Rewrite the listing below, replacing "place a single pin" with "put one marker" everywhere it occurs and leaving every other line and word unchanged.

========

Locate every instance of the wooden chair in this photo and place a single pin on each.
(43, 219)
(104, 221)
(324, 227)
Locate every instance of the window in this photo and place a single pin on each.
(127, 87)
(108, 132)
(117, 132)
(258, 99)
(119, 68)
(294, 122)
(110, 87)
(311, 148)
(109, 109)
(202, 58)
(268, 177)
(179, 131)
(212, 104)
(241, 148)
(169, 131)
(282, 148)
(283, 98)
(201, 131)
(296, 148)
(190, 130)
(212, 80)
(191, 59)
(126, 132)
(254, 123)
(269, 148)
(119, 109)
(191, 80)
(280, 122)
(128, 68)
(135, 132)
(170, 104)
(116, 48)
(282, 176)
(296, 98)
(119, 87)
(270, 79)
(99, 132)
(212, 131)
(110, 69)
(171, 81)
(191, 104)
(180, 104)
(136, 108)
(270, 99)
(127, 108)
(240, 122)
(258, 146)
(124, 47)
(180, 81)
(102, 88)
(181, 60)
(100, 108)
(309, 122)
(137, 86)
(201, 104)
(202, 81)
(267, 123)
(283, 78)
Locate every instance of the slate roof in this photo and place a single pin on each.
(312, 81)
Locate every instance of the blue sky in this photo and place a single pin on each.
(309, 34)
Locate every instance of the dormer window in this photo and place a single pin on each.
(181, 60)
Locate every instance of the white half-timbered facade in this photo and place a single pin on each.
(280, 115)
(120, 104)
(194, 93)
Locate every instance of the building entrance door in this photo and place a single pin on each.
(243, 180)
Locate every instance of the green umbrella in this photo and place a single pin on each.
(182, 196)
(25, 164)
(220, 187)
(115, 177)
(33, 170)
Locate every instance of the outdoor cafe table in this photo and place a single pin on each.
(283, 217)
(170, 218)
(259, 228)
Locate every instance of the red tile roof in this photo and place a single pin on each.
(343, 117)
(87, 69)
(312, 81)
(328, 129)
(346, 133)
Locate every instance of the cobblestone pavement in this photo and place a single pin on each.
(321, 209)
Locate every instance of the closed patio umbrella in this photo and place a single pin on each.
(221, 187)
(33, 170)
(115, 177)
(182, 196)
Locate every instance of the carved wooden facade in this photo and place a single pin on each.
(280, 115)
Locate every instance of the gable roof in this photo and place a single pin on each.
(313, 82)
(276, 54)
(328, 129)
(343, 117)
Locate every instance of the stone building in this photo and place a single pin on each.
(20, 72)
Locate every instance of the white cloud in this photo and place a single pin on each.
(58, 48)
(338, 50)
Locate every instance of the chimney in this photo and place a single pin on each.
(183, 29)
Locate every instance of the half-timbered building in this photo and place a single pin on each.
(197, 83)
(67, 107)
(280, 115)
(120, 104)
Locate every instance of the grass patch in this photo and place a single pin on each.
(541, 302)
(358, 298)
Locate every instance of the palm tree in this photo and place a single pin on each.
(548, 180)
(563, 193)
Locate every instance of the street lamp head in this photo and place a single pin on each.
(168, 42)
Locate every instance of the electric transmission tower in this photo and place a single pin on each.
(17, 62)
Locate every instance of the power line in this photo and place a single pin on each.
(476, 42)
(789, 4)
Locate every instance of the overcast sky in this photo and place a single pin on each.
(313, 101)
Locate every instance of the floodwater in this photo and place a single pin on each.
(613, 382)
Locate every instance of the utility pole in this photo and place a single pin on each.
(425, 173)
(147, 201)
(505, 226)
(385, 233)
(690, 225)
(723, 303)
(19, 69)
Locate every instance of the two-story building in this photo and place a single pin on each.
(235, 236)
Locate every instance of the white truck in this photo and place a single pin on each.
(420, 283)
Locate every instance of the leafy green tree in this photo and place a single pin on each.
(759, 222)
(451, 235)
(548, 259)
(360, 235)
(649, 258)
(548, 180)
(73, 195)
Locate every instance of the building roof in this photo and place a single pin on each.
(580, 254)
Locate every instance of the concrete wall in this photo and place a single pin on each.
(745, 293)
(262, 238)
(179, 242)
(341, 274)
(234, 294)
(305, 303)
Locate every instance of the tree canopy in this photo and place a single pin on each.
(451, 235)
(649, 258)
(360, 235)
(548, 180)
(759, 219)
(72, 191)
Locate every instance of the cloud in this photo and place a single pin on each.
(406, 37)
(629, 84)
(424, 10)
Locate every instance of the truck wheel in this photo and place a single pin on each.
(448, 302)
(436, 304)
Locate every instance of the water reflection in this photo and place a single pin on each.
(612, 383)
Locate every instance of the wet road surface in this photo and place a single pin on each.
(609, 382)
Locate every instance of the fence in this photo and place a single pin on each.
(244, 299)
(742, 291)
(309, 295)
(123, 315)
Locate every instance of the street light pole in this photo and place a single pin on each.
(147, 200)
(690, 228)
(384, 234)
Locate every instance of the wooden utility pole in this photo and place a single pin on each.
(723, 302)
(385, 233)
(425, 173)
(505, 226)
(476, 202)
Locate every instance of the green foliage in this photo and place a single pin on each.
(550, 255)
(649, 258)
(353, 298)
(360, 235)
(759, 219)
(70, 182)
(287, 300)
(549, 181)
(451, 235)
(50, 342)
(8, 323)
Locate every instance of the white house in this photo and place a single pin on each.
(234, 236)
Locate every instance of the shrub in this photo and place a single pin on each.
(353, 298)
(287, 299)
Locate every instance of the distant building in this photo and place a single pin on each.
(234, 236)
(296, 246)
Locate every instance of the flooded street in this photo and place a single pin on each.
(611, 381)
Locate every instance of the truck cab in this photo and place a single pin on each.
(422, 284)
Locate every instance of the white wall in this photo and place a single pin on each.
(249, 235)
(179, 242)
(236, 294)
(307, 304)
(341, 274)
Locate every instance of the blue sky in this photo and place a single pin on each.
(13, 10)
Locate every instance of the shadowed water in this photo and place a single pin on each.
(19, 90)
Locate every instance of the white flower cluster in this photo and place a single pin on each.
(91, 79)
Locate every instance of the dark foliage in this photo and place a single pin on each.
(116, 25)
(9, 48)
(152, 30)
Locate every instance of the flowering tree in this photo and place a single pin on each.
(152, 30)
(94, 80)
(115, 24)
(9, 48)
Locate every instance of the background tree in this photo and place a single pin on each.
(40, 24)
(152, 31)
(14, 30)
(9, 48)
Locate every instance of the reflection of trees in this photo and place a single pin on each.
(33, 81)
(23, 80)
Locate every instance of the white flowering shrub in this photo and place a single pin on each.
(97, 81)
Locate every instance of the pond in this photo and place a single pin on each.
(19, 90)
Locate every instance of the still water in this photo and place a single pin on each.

========

● ANSWER TO THE PROBLEM:
Locate every instance of the wooden chair in this photo and put one marker on each.
(43, 219)
(104, 221)
(324, 227)
Locate every instance of the window in this photo and put one marker on each.
(127, 87)
(108, 132)
(117, 132)
(258, 99)
(119, 68)
(294, 122)
(110, 87)
(311, 148)
(109, 109)
(202, 58)
(268, 177)
(179, 131)
(212, 104)
(241, 148)
(169, 131)
(282, 148)
(283, 98)
(201, 131)
(296, 148)
(190, 130)
(212, 80)
(191, 59)
(126, 132)
(254, 123)
(269, 148)
(119, 109)
(191, 80)
(280, 122)
(128, 68)
(135, 132)
(170, 104)
(116, 48)
(282, 176)
(296, 98)
(119, 87)
(270, 79)
(99, 132)
(212, 131)
(110, 69)
(171, 81)
(191, 104)
(180, 104)
(136, 108)
(270, 99)
(127, 108)
(240, 122)
(258, 146)
(124, 47)
(180, 81)
(102, 88)
(181, 60)
(100, 108)
(309, 122)
(137, 86)
(201, 104)
(202, 81)
(267, 123)
(283, 78)
Locate every instance of the slate roof in this photo and put one marker on each.
(312, 81)
Locate every instance of the blue sky in this photo and put one marker on each.
(309, 34)
Locate every instance of the dormer window in this photo and put one marker on each.
(181, 60)
Locate every instance of the white half-timbered facade in this photo and put one marker on each.
(280, 115)
(120, 104)
(194, 93)
Locate every instance of the building entrance door in this photo and put one marker on each.
(243, 180)
Locate every instance of the green umbrella in this photo and put one marker on each.
(182, 196)
(25, 164)
(220, 187)
(115, 177)
(33, 170)
Locate every instance of the outdoor cafe table in this photo and put one marker on each.
(283, 217)
(170, 218)
(259, 228)
Locate every instance of the red tile roof in this photo and put one marker on each.
(343, 117)
(87, 69)
(312, 81)
(328, 129)
(346, 133)
Locate every instance of the cobblestone pavement in this photo and put one marker on each.
(321, 209)
Locate every instance of the closed patio umbrella in this photo and put one marker on each.
(221, 187)
(33, 170)
(115, 177)
(182, 196)
Locate every instance of the carved wooden facade in this photo and put one marker on each.
(280, 115)
Locate every instance of the gable roof in this photo and put one marker on each.
(313, 82)
(276, 54)
(328, 129)
(343, 117)
Locate every instance of the stone building in this photo and put one marker on each.
(20, 72)
Locate every instance of the white cloud in this photo and put one marker on each.
(58, 48)
(338, 50)
Locate every instance of the chimney in this photo and put one marker on each.
(183, 29)
Locate every instance of the half-timbered building in this photo and put one marker on each.
(197, 83)
(67, 107)
(280, 115)
(120, 104)
Locate every instance of the grass patch in this photo and put one marker on each.
(541, 302)
(358, 298)
Locate every instance of the palm tree in this photo and put one marker on each.
(548, 180)
(563, 193)
Locate every instance of the street lamp head in this photo and put one marker on each.
(168, 42)
Locate every instance of the electric transmission tower in this photo and put one marker on each.
(17, 62)
Locate every instance of the power line in this photo and put one marker on each.
(476, 42)
(789, 4)
Locate every instance of the overcast sky in this photo and put one marker on each.
(313, 101)
Locate every instance of the floodwater in this photo and put one marker on each.
(613, 382)
Locate every instance of the utility pole in this photo and put one marker on each.
(425, 173)
(147, 201)
(505, 226)
(385, 233)
(690, 225)
(723, 303)
(19, 69)
Locate every instance of the two-story building in this photo and put one marker on each.
(235, 236)
Locate every instance of the white truck in this photo and put one marker on each.
(420, 283)
Locate every instance of the leafy green tree in this photo and put one marker on each.
(759, 222)
(451, 235)
(548, 259)
(360, 235)
(649, 258)
(548, 180)
(73, 195)
Locate every instance of the building roof in this photo and put one marker on each.
(580, 254)
Locate every instance of the concrete wall in this photo and put one marker on each.
(745, 293)
(262, 238)
(179, 242)
(341, 274)
(234, 294)
(305, 303)
Locate every instance of the tree canopy in this photo and put one marker on each.
(451, 235)
(649, 258)
(360, 235)
(548, 180)
(759, 219)
(72, 191)
Locate every instance of the cloud in this photo and put one marker on each.
(406, 37)
(629, 84)
(424, 10)
Locate every instance of the truck wheel in this photo and put one marker on each.
(448, 302)
(436, 304)
Locate every instance of the water reflection in this photo and put one marker on each.
(612, 383)
Locate every instance of the wet road surface in this photo and put one marker on each.
(609, 382)
Locate every instance of the fence in this photo and put one marker on each.
(244, 299)
(742, 291)
(309, 295)
(123, 315)
Locate every instance of the street light pole in this photo and put one marker on each.
(147, 200)
(690, 228)
(384, 234)
Locate every instance of the wooden utility pole in this photo and put one marker on each.
(723, 302)
(385, 233)
(425, 173)
(505, 226)
(476, 202)
Locate every instance of the green foliage in this photo and put one marker on each.
(550, 255)
(649, 258)
(353, 298)
(360, 235)
(759, 219)
(70, 182)
(287, 300)
(549, 181)
(451, 235)
(50, 342)
(8, 323)
Locate every instance of the white house in this photo and put one marker on each.
(234, 236)
Locate every instance of the shrub in this photo and put one marker on each.
(353, 298)
(287, 299)
Locate every instance of the distant building in this photo and put one marker on each.
(234, 236)
(296, 246)
Locate every instance of the flooded street in this photo and put one marker on each.
(611, 381)
Locate every instance of the truck cab in this photo and put one marker on each.
(422, 284)
Locate every instance of the white wall in this photo and put one marker on each.
(249, 235)
(179, 242)
(236, 294)
(307, 304)
(341, 274)
Locate every instance of the blue sky in this photo and put one marker on each.
(13, 10)
Locate every instance of the shadowed water in this photo and put one marker on each.
(19, 90)
Locate every instance of the white flower cluster in this photo and put one marker on each.
(91, 79)
Locate every instance of the dark foliage in this photo and put one marker on each.
(116, 25)
(9, 48)
(152, 30)
Locate every instance of the flowering tree in this photo and put one marker on each.
(152, 30)
(94, 80)
(115, 24)
(9, 48)
Locate every instance of the background tree in this photo and put one marker on each.
(40, 24)
(152, 31)
(14, 30)
(9, 48)
Locate every instance of the reflection of trees in this photo and put one marker on each.
(33, 81)
(23, 80)
Locate every instance of the white flowering shrub in this photo and put one marker on each.
(97, 81)
Locate every instance of the pond in this photo and put one marker on each.
(19, 90)
Locate every instance of the still water in this photo and put one marker on each.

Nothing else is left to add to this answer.